> **DOCUMENT EXTRACT**:
****************

Chili Poker, VC Poker: No Sharks Allowed

Written by:
C Costigan
Published on:

There has been plenty of controversy within the online poker community these days regarding online poker rooms that have systematically been getting rid of winning players.  Among the chief culprits, the iPoker Network.  It's VC Poker and Chili Poker online rooms are among the most vocal when it comes to this policy.

Certain customers of VC Poker, which is a subsidiary of British bookmaker Victor Chandler, received an email notifying of their account closures.

Chili Poker CEO Alexandre Dreyfus suggests that the new "no sharks" poker policy will provide an "eco-system that will bring in good players".

"I think that all iPoker licensees (direct or indirect) are agree to have better rules for the network to help to have a looser (less tight) network," said Dreyfus.

The Chili Poker CEO is not entirely convinced that the new trend will work for all online poker rooms.

"We still thinking that this ratio is not perfect and doesn't fit to all DNA of poker websites. But a least, we agree on the aim and the goals, so all poker-rooms have to work together".

****************

> **DATA TO EXAMINE**:
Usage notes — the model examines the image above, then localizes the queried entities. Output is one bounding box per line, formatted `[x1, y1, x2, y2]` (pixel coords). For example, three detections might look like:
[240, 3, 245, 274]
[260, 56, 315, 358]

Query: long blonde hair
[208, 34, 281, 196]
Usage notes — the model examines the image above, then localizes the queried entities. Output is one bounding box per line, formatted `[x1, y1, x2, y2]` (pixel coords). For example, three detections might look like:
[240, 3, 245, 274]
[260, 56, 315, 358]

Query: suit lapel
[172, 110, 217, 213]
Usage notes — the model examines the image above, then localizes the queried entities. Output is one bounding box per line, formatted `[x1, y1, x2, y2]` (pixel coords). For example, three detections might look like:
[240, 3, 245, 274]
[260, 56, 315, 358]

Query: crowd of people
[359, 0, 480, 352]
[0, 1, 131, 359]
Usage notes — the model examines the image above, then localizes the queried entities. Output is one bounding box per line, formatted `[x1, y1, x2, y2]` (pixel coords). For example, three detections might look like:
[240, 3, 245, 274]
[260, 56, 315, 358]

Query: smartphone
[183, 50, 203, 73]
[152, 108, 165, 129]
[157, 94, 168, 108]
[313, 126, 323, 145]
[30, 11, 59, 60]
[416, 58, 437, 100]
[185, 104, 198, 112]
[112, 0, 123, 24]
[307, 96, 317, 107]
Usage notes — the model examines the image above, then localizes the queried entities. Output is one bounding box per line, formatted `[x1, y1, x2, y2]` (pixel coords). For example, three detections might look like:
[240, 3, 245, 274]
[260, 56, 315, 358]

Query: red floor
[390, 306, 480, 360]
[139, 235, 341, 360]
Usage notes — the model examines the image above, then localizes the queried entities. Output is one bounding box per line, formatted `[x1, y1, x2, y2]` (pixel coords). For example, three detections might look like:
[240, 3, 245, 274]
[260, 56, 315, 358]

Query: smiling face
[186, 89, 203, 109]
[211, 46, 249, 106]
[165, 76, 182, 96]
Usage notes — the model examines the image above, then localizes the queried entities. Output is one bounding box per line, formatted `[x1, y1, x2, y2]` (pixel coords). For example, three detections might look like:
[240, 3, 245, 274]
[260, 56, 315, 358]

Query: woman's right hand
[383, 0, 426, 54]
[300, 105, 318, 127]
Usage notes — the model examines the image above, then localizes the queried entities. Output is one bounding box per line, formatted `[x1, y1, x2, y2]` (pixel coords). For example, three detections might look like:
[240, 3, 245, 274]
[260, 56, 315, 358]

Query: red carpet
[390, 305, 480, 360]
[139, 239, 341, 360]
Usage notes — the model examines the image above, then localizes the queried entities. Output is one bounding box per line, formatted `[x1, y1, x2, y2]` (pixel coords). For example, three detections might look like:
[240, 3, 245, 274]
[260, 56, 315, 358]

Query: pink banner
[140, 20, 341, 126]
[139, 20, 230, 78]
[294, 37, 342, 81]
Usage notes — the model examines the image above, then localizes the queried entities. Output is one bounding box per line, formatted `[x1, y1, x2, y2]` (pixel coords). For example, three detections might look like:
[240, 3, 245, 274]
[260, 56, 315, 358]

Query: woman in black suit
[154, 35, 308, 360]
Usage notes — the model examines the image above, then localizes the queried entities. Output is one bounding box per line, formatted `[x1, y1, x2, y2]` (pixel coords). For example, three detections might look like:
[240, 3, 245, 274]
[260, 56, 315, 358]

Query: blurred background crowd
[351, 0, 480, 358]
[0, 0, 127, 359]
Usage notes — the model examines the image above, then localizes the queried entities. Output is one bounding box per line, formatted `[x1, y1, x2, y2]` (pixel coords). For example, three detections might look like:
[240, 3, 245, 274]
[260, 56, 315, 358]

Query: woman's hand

****************

> **TASK GOAL**: Continue the article about the "no sharks" policy at Chili Poker and VC Poker, picking up after its last sentence. The records are separate material and have nothing to do with the article.

> **ANSWER BOX**:
iPoker is not the only online poker network engaging in practices of chasing away winners.  Both Microgaming (the 9th largest online poker network) and Bodog (the world's 15th largest room) have been moving more in this direction according to various reports on the Net, though the later may be a bit more subtle in its approach.

Microgaming has issued statements that it looks to prevent so-called "data mining" in its online rooms. Hand histories on observed tables will no longer be stored on players' computers and the practice of downloading and storing hand histories in bulk will be stopped.

Andrew Clucas, Head of Poker at Microgaming Software Systems, commented: "Concern has been rising over the long-term effect of third party software upon the poker industry as a whole, and in particular the negative effect it has on the recreational player demographic. The decision to put a stop to the practice of datamining on the Poker Network is part of Microgaming's overarching network strategy to support operators in attracting and retaining recreational players. It further demonstrates commitment in providing a secure and fair playing environment.

"I would like to emphasize that with this change, as with the change to Weighted Contribution, Microgaming is not seeking to alienate its winning players. There has been a move in the industry towards penalising winners; we believe that is the wrong approach. There will always be winners and losers in poker. What we are trying to achieve is a more level playing field for all the players."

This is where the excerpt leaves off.